IMF Executive Board Completes the Fourth Review Under the Extended Credit Facility Arrangement, Approves a US$ 47.0 Million Disbursement, and Concludes the 2019 Article IV Consultation with Niger

Program implementation as been broadly satisfactory with public finances strengthening as planned, progress with the implementation of the structural reform agenda, and some slippages in the clearance in domestic payment arrears. Economic growth strengthened in 2018 and the outlook is promising thanks to the start of several large-scale projects by private investors and development partners. The formal local private sector needs strengthening to ensure sustainably higher living standards and provide jobs for Niger’s rapidly growing labor force.

On June 26, 2019, the Executive Board of the International Monetary Fund (IMF) completed the fourth review of Niger’s economic and financial program supported under the Extended Credit Facility (ECF) framework. The completion of the review enables the disbursement of SDR33.84 million (about US$ 47.0 million), bringing total disbursements under the arrangement to SDR90.24 million (about US$125.4 million).

The Executive Board also approved the authorities’ request for a waiver of the nonobservance of the performance criterion on domestic payments arrears clearance, the modification of a performance criterion, the extension of the arrangement to April 22, 2020, and a rephasing of disbursements.

Niger’s three-year arrangement was approved on January 23, 2017 for SDR 98.7 million (about US$134.04 million) in support of the authorities’ national plan for economic development. It aims to enhance macroeconomic stability and foster high and equitable growth, boost incomes and create jobs, while strengthening the foundations for sustainable development. On December 10, 2018, the IMF Executive Board agreed to augment the overall amount of the ECF arrangement to SDR 118.44 million (about US$164.1 million, or 90 percent of Niger quota).

- _INFORMATION SUPPLIED_:
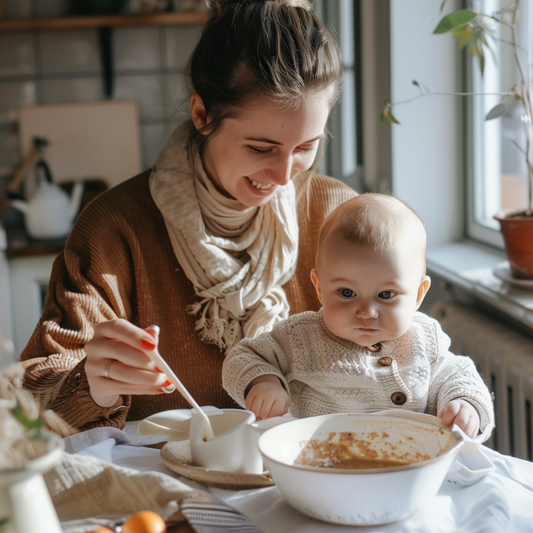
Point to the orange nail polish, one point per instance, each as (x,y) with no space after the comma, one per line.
(147,344)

- _LIST OF TASKS_:
A - Reproduce the passage of the IMF release on Niger starting with "Program implementation as" and going on through "growing labor force.".
B - Carry on the IMF release on Niger's credit arrangement from the point where it stops.

- _ANSWER LIST_:
A -
Program implementation as been broadly satisfactory with public finances strengthening as planned, progress with the implementation of the structural reform agenda, and some slippages in the clearance in domestic payment arrears. Economic growth strengthened in 2018 and the outlook is promising thanks to the start of several large-scale projects by private investors and development partners. The formal local private sector needs strengthening to ensure sustainably higher living standards and provide jobs for Niger’s rapidly growing labor force.

B -
Following the Executive Board’s discussion on Niger, Tao Zhang, Deputy Managing Director and Acting Chair, issued the following statement:

“Niger’s performance under the ECF‑supported program has been broadly satisfactory despite a tense security situation and daunting development challenges. The authorities remain committed to implementing their reform agenda.

“The strengthening of public finances has been advancing largely as planned and the authorities are determined to continue along this path to comply with the West African Economic and Monetary Union’s fiscal convergence criterion next year. These efforts will help further entrench macroeconomic stability and the sustainability of public debt.

“The structural agenda underpinning fiscal strengthening is being implemented with a view to better mobilize revenues and lift the efficiency of public spending. However, there is room to go forward faster. It is also essential to take full advantage of better administrative arrangements to realize the new potential.

“The authorities are addressing the slippage in the clearance of domestic payment arrears. Much ground has been made up in recent weeks. Assurances are in place to complete the clearance program by this October.

“Implementing the authorities’ structural reform agenda should continue with vigor to support sustainably higher living standards and inclusive growth. Niger’s welcome efforts to foster good governance and step up the fight against corruption should also be strongly pursued.”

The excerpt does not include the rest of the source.